[Task details]: Would you please write out each entry that follows, exactly as written?

[Stored data entries]:
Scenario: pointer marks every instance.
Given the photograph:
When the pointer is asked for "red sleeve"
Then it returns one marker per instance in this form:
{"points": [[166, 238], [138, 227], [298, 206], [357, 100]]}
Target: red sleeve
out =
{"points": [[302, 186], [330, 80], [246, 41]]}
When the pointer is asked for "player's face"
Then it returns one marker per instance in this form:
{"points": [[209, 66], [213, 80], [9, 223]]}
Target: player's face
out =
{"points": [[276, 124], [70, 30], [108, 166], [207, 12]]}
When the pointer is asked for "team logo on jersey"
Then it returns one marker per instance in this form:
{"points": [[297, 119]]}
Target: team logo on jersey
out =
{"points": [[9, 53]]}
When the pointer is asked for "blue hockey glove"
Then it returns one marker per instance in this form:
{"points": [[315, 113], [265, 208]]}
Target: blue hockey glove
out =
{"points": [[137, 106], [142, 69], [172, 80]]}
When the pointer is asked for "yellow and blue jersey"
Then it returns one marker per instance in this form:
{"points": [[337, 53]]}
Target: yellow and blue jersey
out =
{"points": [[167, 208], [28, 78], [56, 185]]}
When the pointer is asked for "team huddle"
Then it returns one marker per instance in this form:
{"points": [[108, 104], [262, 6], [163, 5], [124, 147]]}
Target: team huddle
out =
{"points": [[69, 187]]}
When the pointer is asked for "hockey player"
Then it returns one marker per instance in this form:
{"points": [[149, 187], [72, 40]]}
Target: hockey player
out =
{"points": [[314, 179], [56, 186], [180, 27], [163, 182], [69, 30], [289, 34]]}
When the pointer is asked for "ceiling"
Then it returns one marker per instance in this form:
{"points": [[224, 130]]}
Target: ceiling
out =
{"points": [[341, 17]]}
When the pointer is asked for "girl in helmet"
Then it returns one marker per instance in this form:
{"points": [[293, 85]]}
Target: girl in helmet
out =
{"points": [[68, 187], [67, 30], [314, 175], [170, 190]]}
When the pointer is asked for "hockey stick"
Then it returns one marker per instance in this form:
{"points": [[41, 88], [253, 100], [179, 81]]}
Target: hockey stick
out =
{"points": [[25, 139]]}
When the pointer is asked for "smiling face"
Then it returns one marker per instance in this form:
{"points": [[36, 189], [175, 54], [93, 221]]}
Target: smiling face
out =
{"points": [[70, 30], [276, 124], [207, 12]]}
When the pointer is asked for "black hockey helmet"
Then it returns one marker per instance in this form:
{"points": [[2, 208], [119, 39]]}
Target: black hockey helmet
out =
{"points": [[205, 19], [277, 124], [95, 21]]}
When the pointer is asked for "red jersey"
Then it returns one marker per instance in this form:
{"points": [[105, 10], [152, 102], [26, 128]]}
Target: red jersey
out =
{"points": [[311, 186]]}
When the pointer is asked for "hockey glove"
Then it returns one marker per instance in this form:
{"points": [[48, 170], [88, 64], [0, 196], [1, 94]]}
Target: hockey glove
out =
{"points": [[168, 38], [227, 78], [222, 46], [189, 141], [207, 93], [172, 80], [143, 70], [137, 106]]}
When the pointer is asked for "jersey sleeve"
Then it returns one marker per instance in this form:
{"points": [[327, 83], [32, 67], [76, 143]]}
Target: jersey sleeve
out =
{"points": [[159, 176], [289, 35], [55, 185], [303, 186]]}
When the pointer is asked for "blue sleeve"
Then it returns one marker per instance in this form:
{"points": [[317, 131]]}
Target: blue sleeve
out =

[Task output]:
Scenario: pointer marks every instance.
Given the photograph:
When the pointer is asked for "red sleeve"
Then it returns one marker per instance in this form:
{"points": [[166, 238], [138, 227], [298, 206], [357, 100]]}
Target: red sleeve
out =
{"points": [[302, 186], [330, 80], [246, 41]]}
When the pointer is asked for "player's face"
Then it returns one marker per instance in this form:
{"points": [[209, 66], [213, 80], [9, 223]]}
Target: player's face
out =
{"points": [[276, 124], [70, 30], [108, 166], [207, 12]]}
When the pointer is asked for "team logo on jersey"
Then it returns one marker per instance in this form:
{"points": [[297, 119]]}
Target: team logo on jersey
out =
{"points": [[9, 53]]}
When the pointer is asked for "blue hockey glove"
Then it returns one marker per instance in this form:
{"points": [[315, 113], [265, 208]]}
Target: blue hockey glove
out =
{"points": [[137, 106], [142, 69], [172, 80]]}
When the pointer is asked for "yellow and blue jersey"
Then it returns one marker per instance in this form:
{"points": [[337, 53]]}
Target: yellow and blue jersey
out =
{"points": [[167, 208], [28, 78], [56, 185]]}
When the pointer is asked for "team huddle"
Then it returns one marker per instance in this form:
{"points": [[108, 104], [262, 6], [163, 5], [124, 147]]}
Target: team huddle
out =
{"points": [[69, 187]]}
When the pointer is asked for "hockey player"
Then it returns one marker per instance in this form:
{"points": [[149, 187], [72, 40]]}
Target: hockey player
out =
{"points": [[314, 179], [56, 186], [180, 27], [163, 182], [69, 30], [289, 34]]}
When the pointer is asked for "ceiling"
Then it returns one marker per instance in this form:
{"points": [[224, 130]]}
Target: ceiling
out =
{"points": [[341, 17]]}
When the pointer is asked for "girl in helmet"
Then it returns one marker per instance in this form:
{"points": [[293, 85]]}
Target: girl in helmet
out =
{"points": [[68, 187], [67, 30], [314, 175], [170, 190]]}
When the pointer is asked for "hockey stick"
Then it returns one marker per instance in this form:
{"points": [[41, 88], [253, 100], [179, 81]]}
Target: hockey stick
out =
{"points": [[25, 139]]}
When the pointer is asked for "smiling face"
Then it returns one marker per instance in this form:
{"points": [[36, 189], [175, 54], [93, 221]]}
Target: smiling face
out =
{"points": [[70, 30], [276, 124], [207, 12]]}
When the pointer is asked for "black hockey helmet"
Then it returns one marker per instance in this form:
{"points": [[2, 208], [119, 39]]}
Target: black hockey helmet
out =
{"points": [[205, 19], [277, 124], [95, 21]]}
When the pointer is asked for "red jersey"
Then it returns one marker per instance in this form:
{"points": [[105, 10], [152, 102], [26, 128]]}
Target: red jersey
out =
{"points": [[311, 186]]}
When the pointer is asked for "hockey glove"
Then it returns one marker per instance in this form:
{"points": [[48, 170], [88, 64], [0, 196], [1, 94]]}
Target: hockey glove
out =
{"points": [[168, 38], [227, 78], [222, 46], [189, 141], [207, 93], [172, 80], [143, 70], [137, 106]]}
When the pointer is asked for "jersey sleeve"
Then it returns one marker per instance in this form:
{"points": [[327, 83], [32, 67], [76, 143]]}
Target: jersey sleeve
out =
{"points": [[159, 176], [289, 35], [55, 185], [303, 186]]}
When the pointer is asked for "blue sleeve"
Then it returns one marker per instance in this form:
{"points": [[317, 131]]}
Target: blue sleeve
out =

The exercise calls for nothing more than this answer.